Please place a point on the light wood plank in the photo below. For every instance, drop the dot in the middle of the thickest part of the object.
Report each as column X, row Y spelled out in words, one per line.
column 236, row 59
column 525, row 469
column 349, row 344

_ _ _ _ _ _ _

After the last line of the data, restate all the entries verbatim.

Please place a point on the light wood plank in the photo below. For every instance, drop the dot in the middle of the thickest part of the object.
Report each as column X, row Y spelled out in words, one per line.
column 236, row 59
column 525, row 469
column 349, row 344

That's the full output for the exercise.